### [Questions to answer]
[1] In the review of the Chekhov biography, why did the village elder say he didn't know whether to listen to orders or stand and gape?
[2] Resume the review of the Chekhov biography from where it stops.

┌─ Extract

CHEKHOV: A LIFE (431 pp.)—David Magarshack—Grove Press ($6).

Count Leo Tolstoy believed that "gymnastics do not interfere with running an estate." His serfs disagreed. "You come to the master for orders," complained the village elder, "and the master in a red shirt is hanging upside down from a pole; his hair is all hanging around, his face flushed. You don't know whether to listen to orders or stand and gape."

Most Russians found themselves in the elder's predicament when Tolstoy, his face more flushed than ever, started pole-hanging in the sphere of politics and morals. Some listened passionately to his revolutionary edicts; other gaped and wished the old man would stick to art. Anton Chekhov, who was born (1860) 32 years after Tolstoy, started by listening, but eventually decided that he could do better gymnastics of his own.

Alexandra, youngest of Tolstoy's daughters, has written the umpteenth story of her father's life, coincident with the publication of a new, grand-scale biography of Chekhov. Author Tolstoy was her father's secretary, and her book is a useful, bulky filing cabinet of Tolstoyana, though empty of literary substance. David Magarshack is a pundit of the Russian drama who has already written a life of Producer Stanislavsky and a study of Chekhov's plays. His huge, valuable Chekhov resembles Tolstoy only in that it, too. is more a receptacle for facts than a vehicle of literary criticism.

└─
┌─ Provided data

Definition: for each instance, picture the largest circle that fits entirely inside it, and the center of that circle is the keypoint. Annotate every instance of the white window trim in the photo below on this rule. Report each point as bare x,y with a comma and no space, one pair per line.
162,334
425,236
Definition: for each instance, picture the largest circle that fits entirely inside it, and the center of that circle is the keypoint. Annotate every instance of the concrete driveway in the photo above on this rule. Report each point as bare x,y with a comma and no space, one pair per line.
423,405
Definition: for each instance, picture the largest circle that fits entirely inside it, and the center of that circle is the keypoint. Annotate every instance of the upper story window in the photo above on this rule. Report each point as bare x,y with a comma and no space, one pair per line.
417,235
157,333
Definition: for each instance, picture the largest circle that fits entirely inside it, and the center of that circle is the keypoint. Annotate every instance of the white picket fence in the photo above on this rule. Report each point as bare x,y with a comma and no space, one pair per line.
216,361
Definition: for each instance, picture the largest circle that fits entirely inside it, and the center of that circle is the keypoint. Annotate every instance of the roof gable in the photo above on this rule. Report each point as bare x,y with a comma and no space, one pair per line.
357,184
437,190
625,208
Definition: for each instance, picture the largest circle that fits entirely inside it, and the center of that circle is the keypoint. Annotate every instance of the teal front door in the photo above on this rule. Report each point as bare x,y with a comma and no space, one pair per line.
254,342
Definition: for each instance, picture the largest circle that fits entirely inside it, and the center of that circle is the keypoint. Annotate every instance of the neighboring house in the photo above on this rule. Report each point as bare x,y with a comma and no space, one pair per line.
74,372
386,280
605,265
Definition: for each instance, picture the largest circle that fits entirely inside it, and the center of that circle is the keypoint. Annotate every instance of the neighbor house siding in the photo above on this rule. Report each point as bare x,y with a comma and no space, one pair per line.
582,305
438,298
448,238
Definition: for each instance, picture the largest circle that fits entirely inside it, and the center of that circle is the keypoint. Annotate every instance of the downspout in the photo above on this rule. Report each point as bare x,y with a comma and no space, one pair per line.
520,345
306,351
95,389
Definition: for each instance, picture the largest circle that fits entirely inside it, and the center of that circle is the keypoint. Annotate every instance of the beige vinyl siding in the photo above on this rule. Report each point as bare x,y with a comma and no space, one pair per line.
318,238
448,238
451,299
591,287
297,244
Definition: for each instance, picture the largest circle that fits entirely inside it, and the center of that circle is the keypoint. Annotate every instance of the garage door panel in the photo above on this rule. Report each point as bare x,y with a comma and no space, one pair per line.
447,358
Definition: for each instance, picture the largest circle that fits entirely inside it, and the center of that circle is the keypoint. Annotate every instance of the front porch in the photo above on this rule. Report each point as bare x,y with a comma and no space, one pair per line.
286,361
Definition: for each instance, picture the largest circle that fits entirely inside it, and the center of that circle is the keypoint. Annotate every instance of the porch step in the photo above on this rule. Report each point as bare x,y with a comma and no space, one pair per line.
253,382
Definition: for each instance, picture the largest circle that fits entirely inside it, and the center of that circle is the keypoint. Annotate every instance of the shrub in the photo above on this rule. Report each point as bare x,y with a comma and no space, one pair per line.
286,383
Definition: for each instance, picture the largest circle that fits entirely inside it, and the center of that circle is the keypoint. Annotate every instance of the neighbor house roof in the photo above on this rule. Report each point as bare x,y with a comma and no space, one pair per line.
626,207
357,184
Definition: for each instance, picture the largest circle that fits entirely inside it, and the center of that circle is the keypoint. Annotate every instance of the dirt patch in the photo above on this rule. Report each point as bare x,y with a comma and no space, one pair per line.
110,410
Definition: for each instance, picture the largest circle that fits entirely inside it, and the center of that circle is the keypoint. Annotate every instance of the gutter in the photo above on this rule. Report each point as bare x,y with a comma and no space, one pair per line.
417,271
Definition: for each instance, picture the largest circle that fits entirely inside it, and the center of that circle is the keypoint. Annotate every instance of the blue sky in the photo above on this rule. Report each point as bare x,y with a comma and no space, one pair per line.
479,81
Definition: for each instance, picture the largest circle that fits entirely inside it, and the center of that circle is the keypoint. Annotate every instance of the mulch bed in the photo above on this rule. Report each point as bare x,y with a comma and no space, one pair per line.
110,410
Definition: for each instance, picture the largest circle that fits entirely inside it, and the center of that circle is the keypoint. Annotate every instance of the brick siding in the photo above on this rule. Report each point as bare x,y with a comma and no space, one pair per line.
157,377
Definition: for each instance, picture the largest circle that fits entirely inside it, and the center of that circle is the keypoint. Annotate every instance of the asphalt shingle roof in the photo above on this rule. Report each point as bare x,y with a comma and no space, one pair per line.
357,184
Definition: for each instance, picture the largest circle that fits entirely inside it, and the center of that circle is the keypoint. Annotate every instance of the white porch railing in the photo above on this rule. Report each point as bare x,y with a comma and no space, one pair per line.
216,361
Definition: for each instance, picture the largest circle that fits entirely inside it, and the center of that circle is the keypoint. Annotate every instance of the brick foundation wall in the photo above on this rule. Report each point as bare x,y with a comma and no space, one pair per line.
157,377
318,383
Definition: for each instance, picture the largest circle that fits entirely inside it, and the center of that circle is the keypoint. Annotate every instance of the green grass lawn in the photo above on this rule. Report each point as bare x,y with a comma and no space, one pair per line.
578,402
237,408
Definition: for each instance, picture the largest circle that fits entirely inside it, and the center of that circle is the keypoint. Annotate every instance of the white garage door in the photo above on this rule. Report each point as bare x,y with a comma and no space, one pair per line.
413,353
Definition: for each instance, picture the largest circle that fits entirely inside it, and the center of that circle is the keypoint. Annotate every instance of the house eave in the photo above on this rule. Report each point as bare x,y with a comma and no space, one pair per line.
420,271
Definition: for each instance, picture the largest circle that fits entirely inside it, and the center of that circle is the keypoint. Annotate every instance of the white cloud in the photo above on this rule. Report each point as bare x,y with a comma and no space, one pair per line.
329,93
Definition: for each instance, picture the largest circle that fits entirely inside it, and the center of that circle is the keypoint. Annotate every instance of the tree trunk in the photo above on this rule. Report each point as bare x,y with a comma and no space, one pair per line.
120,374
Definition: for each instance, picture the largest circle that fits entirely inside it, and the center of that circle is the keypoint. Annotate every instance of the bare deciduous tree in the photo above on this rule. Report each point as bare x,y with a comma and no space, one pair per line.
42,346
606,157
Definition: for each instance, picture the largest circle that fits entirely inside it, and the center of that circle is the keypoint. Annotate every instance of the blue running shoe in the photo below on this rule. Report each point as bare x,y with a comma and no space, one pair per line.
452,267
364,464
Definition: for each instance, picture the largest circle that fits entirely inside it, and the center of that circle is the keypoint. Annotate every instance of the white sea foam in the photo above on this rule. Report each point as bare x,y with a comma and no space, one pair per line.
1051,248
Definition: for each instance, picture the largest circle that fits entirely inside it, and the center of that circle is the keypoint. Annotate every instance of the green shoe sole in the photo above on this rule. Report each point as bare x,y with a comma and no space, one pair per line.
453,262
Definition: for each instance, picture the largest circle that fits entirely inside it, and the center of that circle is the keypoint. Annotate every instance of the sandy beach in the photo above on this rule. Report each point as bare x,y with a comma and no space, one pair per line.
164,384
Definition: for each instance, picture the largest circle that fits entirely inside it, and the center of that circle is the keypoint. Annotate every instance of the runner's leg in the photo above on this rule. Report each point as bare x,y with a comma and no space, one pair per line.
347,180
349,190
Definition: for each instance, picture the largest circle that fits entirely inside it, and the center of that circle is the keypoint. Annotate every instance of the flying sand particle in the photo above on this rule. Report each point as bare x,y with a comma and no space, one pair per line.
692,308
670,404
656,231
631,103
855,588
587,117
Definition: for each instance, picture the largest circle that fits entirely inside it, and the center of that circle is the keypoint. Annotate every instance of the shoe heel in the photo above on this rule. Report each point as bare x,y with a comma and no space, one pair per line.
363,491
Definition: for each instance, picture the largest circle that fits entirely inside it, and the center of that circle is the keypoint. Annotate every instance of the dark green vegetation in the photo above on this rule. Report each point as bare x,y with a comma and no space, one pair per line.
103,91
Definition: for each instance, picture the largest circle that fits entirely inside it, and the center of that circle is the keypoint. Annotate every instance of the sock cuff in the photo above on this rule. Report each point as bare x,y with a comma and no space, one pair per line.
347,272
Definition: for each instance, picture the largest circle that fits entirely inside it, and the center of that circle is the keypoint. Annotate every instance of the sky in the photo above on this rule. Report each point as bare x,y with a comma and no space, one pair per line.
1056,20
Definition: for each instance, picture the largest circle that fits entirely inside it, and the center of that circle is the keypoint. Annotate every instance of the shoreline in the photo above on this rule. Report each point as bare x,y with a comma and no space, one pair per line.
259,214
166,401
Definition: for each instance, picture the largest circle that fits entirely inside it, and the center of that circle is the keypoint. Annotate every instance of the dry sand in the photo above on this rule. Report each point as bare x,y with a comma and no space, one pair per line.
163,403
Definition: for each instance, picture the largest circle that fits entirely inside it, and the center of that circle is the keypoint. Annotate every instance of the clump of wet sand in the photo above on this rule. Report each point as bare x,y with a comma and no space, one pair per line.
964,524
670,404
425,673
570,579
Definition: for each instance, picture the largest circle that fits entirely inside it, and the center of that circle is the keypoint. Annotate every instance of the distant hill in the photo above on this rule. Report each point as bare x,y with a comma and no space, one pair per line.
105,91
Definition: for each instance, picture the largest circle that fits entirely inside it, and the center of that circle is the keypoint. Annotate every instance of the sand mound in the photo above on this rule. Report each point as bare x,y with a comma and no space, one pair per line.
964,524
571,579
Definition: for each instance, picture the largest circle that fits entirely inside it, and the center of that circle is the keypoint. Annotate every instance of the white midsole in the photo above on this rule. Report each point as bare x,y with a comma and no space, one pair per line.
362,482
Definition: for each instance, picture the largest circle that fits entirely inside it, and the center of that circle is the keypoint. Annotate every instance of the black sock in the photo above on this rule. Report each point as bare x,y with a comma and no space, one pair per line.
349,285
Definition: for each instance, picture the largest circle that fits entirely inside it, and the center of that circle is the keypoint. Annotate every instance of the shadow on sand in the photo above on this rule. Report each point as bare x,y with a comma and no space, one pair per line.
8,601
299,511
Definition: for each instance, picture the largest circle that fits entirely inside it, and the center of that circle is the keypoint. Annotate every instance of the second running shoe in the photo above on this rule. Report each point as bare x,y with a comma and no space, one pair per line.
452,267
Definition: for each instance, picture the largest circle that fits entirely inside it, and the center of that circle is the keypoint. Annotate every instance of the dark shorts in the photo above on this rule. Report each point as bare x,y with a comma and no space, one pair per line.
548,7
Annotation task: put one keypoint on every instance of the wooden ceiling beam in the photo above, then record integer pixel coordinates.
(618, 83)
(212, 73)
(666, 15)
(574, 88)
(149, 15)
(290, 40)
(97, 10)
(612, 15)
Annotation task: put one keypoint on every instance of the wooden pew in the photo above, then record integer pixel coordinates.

└─

### [Responses to the exercise]
[1] When he came for orders, he found the master in a red shirt hanging upside down from a pole, with his hair hanging around and his face flushed.

[2]
Aristocrat in a Blouse. Apart from a penchant for beards, these two great men are a fascinating study of human contrasts. Tolstoy was a son of the minor aristocracy who entered manhood as an artillery officer (he fought at Sevastopol) and ended it trying to be as much like a peasant as possible. The more he saw of contemporary society, the more he despised it; the more he wrote, the more contemptuous he became of "style" and "art." "The patient's special obsession," he wrote, in a mock case-history of himself, "is that he believes it possible to alter the lives of others by means of the word. General symptoms: dissatisfaction with the existing order, condemnation of everyone except himself."

People flocked to visit the author of War and Peace and Anna Karenina. They met, instead, a bearded, bearish moralist who had put all such vanities behind him. Most of the trouble in the world, pious Leo Tolstoy believed, was caused by man's passion for burying the Ten Commandments under heaps of verbiage. Educators, churchmen, politicians and pundits of every kind were all dedicated to the proposition that the simple truths of life, death and religion must be twisted into lies. The peasant blouse which Tolstoy loved to wear was not a cover for his body; it was his challenge to a tailored world.